━━ TEXT EXCERPT ━━
Two Little Pills Can Change Everything
When water is destroying your life instead of keeping you afloat.
Somewhere around late October, my body decided to crap out.
It was completely unexpected, considering that I had been doing so much better, health-wise. I’d started my diet, 77 pounds in the two months prior, and was starting to honestly feel better.
The water started sneaking up on me.
I didn’t notice until the day after my birthday, when I got in the car to drive to a doctor’s appointment, in Erie — about a 90 minute drive. It was time for my monthly check-in with the bariatric surgeon, so it was an appointment I was motivated to get to. I got behind the wheel, and I noticed that my right leg couldn’t reach the pedals right. There wasn’t enough space.
So I made sure that the seat was all the way back (it was), and I set off, anyway. I barely made it around the corner before I realized that I couldn’t drive like this. My reaction times were off, my placement was off. It would be too easy to make a mistake that could get somebody hurt.
━━━
• _ACTIVITY LIST_
1) In the essay "Two Little Pills Can Change Everything," which doctor was the monthly check-in in Erie with?
2) Carry on writing the essay "Two Little Pills Can Change Everything" from the point where it stops.
━━ DATA LISTING ━━
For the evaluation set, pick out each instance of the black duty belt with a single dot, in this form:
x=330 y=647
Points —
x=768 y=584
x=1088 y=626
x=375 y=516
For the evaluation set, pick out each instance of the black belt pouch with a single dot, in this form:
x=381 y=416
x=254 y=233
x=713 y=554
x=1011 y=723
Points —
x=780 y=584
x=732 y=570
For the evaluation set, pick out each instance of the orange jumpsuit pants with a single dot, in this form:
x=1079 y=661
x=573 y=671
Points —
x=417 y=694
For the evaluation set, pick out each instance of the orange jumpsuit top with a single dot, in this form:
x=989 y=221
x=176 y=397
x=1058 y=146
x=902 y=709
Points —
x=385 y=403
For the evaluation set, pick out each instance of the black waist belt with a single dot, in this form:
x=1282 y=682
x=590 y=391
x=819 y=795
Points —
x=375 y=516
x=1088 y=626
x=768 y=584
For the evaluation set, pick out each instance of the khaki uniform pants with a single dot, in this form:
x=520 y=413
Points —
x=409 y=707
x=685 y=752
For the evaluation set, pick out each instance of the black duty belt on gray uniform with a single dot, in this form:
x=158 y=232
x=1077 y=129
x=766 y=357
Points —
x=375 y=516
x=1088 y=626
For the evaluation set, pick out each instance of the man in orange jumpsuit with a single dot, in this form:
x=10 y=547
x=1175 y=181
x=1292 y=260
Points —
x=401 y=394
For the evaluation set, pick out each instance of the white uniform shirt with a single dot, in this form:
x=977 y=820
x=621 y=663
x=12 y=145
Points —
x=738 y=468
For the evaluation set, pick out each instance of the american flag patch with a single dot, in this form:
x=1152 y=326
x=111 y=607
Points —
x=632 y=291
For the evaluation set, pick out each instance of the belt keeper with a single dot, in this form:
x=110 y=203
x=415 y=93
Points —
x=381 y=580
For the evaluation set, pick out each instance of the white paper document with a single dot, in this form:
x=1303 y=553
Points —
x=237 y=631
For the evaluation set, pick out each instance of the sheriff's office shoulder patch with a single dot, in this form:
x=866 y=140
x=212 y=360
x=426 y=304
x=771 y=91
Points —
━━━
• _RESULTS FOR EACH TASK_
1) The bariatric surgeon.

2)
So I went back home.
My leg was definitely messed up.
But, what you have to understand is, my leg is always messed up.
From the literal moment of my birth, my right leg has been . . . a problem. I was born with a club foot, and when I was fairly young (six months old, I think?) I had a surgery to correct it.
Or, over-correct it, anyway.
The one thing I do remember is, when I was in elementary school, seeing a podiatrist who told me and my mom that my right foot was, essentially a bag of bones.
But it’s not just the foot that’s screwed up. The whole leg juts out at a weird angle. When I walk, it’s not with my feet and knees parallel to each other. My right leg is offset at about a 60° angle.
But that wasn’t the problem this time. My leg was swollen.
I had a cellulitis infection earlier in the year — one that had sent me into the hospital, and one that basically rendered the entire surface of my right shin into an open wound, constantly draining fluid. And it was swollen.
Over those months, it had been healing slowly, but I’d gotten used to the status quo of dealing with that. I was able to drive. I was able to get around. I was living with it.
Suddenly, and seemingly without provocation, the swelling was worse. Bad enough that it was hard for me to move around. And all of the wounds from earlier in the year were reopening on my leg.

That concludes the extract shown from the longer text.